[begin Material shown]

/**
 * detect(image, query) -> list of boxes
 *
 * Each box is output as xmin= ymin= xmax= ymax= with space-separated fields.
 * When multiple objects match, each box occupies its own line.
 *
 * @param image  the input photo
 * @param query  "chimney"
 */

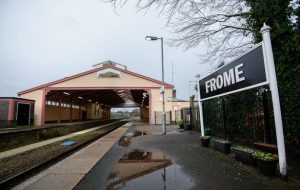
xmin=172 ymin=89 xmax=176 ymax=98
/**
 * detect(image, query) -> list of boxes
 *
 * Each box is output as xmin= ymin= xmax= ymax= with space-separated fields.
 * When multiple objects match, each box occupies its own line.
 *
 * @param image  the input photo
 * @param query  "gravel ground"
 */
xmin=0 ymin=123 xmax=125 ymax=181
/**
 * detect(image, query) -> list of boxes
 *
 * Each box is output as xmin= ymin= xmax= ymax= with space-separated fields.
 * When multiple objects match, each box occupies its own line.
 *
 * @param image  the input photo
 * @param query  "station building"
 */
xmin=18 ymin=61 xmax=189 ymax=125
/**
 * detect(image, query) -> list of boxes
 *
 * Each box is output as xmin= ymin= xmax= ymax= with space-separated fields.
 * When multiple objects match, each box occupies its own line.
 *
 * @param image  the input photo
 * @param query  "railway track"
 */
xmin=0 ymin=120 xmax=128 ymax=190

[end Material shown]

- What to produce -
Please write out the lines from the very first one up to and including the line with "xmin=172 ymin=89 xmax=176 ymax=98", word for word, and leave the pictures out of your answer.

- Correct response -
/**
 * detect(image, query) -> list of boxes
 *
 * Each box is output as xmin= ymin= xmax= ymax= with space-separated fields.
 * When multiple objects match, each box occupies its own line.
 *
 * @param image  the input photo
 * @param query  "chimney"
 */

xmin=172 ymin=89 xmax=176 ymax=98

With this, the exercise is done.